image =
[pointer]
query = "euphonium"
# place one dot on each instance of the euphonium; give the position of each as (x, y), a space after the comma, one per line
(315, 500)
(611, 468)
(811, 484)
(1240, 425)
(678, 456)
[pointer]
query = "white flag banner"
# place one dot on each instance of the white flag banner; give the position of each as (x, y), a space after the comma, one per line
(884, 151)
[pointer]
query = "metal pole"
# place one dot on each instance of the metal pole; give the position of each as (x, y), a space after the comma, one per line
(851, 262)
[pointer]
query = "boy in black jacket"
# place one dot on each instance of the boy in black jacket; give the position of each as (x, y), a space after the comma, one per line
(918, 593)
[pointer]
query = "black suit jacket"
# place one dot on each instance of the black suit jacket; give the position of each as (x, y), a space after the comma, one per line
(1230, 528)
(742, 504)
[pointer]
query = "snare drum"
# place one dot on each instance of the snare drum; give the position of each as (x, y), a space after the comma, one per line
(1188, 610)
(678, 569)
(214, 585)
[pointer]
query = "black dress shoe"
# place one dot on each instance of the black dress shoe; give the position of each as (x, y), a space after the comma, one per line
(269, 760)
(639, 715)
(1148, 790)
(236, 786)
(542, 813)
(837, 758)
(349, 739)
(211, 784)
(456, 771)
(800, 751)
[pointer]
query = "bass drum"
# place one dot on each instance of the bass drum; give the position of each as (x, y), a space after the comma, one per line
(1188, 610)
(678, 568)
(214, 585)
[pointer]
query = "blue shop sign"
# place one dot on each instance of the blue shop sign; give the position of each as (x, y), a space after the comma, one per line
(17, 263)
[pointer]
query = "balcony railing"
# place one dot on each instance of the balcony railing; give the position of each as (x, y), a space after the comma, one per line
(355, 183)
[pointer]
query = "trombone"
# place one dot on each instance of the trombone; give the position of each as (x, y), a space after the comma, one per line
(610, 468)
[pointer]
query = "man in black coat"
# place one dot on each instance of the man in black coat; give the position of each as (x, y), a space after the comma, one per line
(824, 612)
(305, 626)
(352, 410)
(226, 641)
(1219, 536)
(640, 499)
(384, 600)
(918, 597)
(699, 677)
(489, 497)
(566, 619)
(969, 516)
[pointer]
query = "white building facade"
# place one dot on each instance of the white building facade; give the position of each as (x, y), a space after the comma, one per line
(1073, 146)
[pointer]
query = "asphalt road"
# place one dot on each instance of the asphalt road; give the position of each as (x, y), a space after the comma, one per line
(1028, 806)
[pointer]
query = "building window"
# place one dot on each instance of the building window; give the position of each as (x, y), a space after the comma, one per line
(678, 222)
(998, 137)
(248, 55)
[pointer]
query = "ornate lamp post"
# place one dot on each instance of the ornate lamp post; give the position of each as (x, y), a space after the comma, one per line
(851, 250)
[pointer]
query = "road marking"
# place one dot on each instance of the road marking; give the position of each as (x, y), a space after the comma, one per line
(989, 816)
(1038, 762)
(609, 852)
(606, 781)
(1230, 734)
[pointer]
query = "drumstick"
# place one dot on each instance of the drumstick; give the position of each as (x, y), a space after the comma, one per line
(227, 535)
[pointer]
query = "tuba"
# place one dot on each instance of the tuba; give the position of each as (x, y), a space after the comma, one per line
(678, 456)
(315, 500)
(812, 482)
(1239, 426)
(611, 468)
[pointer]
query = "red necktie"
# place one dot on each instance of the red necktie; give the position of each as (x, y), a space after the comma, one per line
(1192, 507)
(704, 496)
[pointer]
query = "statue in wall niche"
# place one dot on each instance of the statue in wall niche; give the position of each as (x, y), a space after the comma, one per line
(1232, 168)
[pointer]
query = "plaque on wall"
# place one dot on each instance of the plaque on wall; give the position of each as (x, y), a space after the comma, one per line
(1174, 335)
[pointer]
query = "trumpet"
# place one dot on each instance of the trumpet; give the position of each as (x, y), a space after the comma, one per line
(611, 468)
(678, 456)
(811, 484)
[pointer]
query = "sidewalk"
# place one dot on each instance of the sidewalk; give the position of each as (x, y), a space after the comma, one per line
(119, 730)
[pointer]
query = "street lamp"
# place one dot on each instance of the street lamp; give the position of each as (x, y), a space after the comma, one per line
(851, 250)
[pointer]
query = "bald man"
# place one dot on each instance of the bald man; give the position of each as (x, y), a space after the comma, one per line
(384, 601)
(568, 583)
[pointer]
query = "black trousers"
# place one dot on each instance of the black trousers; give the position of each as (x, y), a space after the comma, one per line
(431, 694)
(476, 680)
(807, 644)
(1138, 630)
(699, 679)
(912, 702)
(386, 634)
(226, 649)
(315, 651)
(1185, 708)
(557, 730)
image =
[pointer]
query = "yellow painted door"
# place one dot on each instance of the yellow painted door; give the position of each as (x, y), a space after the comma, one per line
# # # # # # #
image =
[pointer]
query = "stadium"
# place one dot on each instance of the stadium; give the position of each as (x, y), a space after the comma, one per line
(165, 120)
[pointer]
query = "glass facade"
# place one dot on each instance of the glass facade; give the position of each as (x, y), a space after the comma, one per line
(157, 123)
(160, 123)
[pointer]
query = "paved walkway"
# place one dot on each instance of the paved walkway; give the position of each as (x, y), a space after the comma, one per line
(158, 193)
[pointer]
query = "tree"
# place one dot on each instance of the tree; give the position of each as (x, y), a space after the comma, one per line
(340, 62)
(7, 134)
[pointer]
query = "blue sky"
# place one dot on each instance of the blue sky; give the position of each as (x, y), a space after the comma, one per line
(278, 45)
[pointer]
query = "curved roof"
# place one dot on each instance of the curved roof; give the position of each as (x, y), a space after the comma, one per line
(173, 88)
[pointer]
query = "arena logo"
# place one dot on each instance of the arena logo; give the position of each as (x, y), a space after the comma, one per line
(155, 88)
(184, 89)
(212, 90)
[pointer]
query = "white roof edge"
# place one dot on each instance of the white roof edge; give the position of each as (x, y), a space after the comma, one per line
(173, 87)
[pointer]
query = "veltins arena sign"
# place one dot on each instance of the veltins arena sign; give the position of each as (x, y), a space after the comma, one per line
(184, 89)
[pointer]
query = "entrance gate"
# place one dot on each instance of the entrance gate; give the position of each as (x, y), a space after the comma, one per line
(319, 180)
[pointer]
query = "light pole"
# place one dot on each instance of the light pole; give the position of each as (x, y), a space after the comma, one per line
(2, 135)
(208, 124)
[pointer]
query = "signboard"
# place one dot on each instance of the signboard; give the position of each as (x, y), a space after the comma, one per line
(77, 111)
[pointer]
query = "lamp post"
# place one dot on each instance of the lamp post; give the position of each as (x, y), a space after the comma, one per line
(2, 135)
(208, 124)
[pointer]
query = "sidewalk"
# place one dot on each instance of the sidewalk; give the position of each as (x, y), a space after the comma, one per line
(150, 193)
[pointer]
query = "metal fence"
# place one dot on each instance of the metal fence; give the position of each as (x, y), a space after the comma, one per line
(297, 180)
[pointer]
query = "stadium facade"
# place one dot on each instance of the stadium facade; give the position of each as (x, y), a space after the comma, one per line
# # # # # # #
Pull out every line in the records that contains the word "suit", and treat uppercase and lowercase letters as different.

query = "black suit jacket"
# place one dot on each instance of the black suit jacket; give the position of each as (x, y), a space after the comma, one per line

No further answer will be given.